## Document section:
━━━━━━━━━━

In 1947 Air Force Project RAND—then a branch of Douglas Aircraft, but soon to become the independent RAND Corporation—decided that it needed to recruit social scientists to aid it in its studies of prospective military technologies. As a step forward it held a conference of social scientists that September. The director of natural sciences at the Rockefeller Foundation, mathematician Warren Waver, delivered the conference’s opening remarks.

The beginning of Warren Weaver's speech to open the RAND conference on social science

The characteristically jokey opening to Warren Weaver’s opening remarks to the RAND Corporation’s 1947 conference on social science. People from technical fields moonlighting in the social sciences are prominently mentioned. The president of the New Jersey Telephone Company was Chester Barnard, who would soon become president of the Rockefeller Foundation. Document source: Papers of Edward L. Bowles, Box 44, Folder 4, Library of Congress Manuscript Division.

Asking the rhetorical question of why they had assembled there, Weaver began by explaining: “I take it that every person in this room is fundamentally interested and devoted to what you can just broadly call the rational life.”

As I note in a parallel post at Ether Wave Propaganda, the remark was first quoted in journalist Fred Kaplan’s 1983 book The Wizards of Armageddon, where it is truncated and explained in such a way that it appears to augur an attempt to marshall social scientists into an attempt “impose” a rational order on military strategy and national policy. The “rational life” quote has been used by a number of other authors since Kaplan’s book appeared, and the meaning of the term has always been taken for granted. This post explores what Weaver had in mind.

━━━━━━━━━━

## Material provided:
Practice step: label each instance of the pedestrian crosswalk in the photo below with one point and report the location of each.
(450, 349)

━━━━━━━━━━

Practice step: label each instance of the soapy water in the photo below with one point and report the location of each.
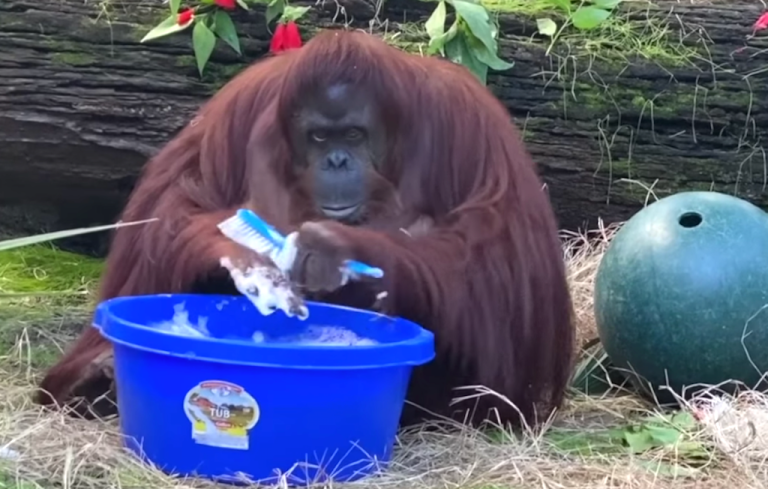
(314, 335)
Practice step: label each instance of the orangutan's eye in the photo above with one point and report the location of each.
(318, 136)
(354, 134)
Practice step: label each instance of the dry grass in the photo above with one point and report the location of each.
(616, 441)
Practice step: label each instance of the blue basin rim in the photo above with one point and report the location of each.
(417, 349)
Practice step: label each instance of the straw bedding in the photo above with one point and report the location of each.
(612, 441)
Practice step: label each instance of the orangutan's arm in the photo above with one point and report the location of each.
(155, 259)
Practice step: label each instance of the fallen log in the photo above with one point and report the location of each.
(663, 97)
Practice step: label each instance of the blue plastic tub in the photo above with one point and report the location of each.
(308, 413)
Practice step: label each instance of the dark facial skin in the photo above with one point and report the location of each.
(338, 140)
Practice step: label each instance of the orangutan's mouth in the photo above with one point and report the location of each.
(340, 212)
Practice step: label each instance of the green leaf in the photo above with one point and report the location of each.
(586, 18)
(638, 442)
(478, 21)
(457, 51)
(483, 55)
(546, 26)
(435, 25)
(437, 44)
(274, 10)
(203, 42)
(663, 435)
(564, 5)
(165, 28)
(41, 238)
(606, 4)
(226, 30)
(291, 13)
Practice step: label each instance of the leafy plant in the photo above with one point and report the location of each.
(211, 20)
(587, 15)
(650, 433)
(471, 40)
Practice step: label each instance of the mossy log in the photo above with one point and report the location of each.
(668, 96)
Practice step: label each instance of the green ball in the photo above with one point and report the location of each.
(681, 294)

━━━━━━━━━━

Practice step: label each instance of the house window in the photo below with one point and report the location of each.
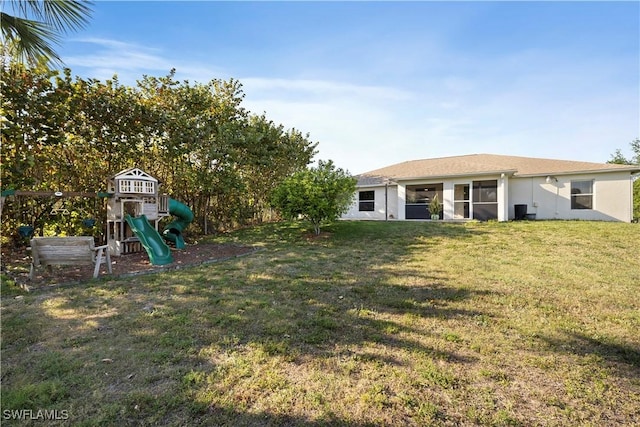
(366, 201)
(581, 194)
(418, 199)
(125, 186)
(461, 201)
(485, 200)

━━━━━━━━━━

## Short problem:
From the passage above on Warren Weaver's 1947 RAND remarks, return the part that opens with the words containing "As I note in" and closes with "had in mind.", word for word.

## Result for this task:
As I note in a parallel post at Ether Wave Propaganda, the remark was first quoted in journalist Fred Kaplan’s 1983 book The Wizards of Armageddon, where it is truncated and explained in such a way that it appears to augur an attempt to marshall social scientists into an attempt “impose” a rational order on military strategy and national policy. The “rational life” quote has been used by a number of other authors since Kaplan’s book appeared, and the meaning of the term has always been taken for granted. This post explores what Weaver had in mind.